• **EXCERPT TO READ**

>>

# Twisted Twig



## Kirk (Sep 5, 2002)

TWISTED TWIG (front wrist lock) 
1. With feet together and both hands of opponent applying a wrist lock on your right wrist, step forward and to your left (to 11 o'clock) with your right foot into a right neutral bow as you deliver a right upward elbow strike to your opponent's solar plexus and/or jaw. Your left hand is placed on top of opponent's right wrist for purposes of checking. 
2. Pivot counter clockwise into a horse as you deliver a right outward elbow strike (palm up) to opponent's solar plexus. 
3. Follow-up with a right downward hammer fist to opponent's groin as you shift into a right reverse bow. Have your left hand check at shoulder height.


----------



## jfarnsworth (Sep 7, 2002)

> _Originally posted by Kirk _
> 
> *TWISTED TWIG (front wrist lock)
> 1. With feet together and both hands of opponent applying a wrist lock on your right wrist, step forward and to your left (to 11 o'clock) with your right foot into a right neutral bow as you deliver a right upward elbow strike to your opponent's solar plexus and/or jaw. Your left hand is placed on top of opponent's right wrist for purposes of checking.
> ...



Well during move #1 insert a four finger eye poke to the eyes. This should drive the attackers head backward and help with the release of the wrist lock. Immediately strike with the upward elbow strike. Hopefully this gets some discussion.
Jason Farnsworth


----------



## Doc (Sep 8, 2002)

> _Originally posted by jfarnsworth _
> 
> *
> 
> ...



Well first of all if a guy knows how to perform a wrist flex lock, you won't be doing anything with your left hand. But my real question is, "How in the hell does someone get you in a wrist lock while standing in front of you?"


----------



## jfarnsworth (Sep 8, 2002)

In my small amount of years of being  in the martial arts especially when I got into kenpo, then moved onward to learn twisted twig, I always thought to myself why would I want to let someone grab my wrist. I was at a black belt testing earlier this year with my friend who teaches jiu-jitsu. His youngest brother was testing for his 1st black.  My friend gathered up everyone he knew in our area that he had good ties with to come sit on the board. There were a total of 13 black belts on this board. Well anyway the gentleman sitting beside me was a 5th black in aikido.He went to japan to test for his 5th this guy obviously knew what he was doing. Getting back on track when it was his turn to critiuqe locks and standing joint manipulations I thought to myself there's absolutely no way I would grab this guy. His standard wrist lock in this technique was just amazing to watch. I just thought I'd share my experience.
Jason Farnsworth


----------



## Doc (Sep 8, 2002)

<<

• **REQUIRED WORK**
In the Twisted Twig thread, what strike does the first reply suggest adding during move #1?

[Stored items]
>>

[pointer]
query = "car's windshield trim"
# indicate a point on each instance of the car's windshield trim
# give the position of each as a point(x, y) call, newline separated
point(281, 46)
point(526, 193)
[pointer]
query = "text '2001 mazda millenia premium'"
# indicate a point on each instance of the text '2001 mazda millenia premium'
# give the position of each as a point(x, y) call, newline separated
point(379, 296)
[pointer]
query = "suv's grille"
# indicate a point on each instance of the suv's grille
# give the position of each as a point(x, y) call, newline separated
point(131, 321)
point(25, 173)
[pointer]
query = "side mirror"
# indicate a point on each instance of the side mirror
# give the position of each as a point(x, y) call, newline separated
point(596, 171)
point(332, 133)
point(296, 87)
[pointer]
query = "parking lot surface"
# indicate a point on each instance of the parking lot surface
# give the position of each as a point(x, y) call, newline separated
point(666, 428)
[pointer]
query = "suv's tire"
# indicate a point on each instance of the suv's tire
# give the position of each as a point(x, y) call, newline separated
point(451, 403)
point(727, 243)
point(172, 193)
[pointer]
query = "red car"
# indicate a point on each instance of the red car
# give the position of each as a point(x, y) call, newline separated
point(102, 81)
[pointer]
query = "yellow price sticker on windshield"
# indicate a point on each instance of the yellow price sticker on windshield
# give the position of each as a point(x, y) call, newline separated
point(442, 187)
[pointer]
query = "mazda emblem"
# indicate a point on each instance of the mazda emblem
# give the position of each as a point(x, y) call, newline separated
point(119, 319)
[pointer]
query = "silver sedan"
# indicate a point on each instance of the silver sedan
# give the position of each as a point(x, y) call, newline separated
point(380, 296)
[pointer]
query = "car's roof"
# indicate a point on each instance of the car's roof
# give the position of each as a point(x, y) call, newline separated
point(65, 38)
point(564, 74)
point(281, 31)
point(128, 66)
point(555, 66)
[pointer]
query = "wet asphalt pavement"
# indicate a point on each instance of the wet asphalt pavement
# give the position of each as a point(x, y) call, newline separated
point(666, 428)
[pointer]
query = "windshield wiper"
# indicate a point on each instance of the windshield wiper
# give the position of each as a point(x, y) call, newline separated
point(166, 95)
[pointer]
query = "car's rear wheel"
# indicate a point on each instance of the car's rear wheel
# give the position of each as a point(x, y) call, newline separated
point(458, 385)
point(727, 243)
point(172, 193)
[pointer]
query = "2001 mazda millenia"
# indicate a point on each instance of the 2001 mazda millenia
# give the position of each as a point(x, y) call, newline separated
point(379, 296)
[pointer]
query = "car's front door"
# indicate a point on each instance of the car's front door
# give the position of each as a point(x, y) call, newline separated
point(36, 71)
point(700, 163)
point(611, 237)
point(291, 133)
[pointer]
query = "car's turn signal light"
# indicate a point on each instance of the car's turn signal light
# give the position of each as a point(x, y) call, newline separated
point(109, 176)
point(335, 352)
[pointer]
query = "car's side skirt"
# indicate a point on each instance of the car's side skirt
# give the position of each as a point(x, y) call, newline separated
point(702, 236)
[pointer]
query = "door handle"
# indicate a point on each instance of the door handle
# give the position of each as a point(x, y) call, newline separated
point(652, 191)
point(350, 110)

<<

• **ANSWER TO THE TASK**
A four finger eye poke to the eyes.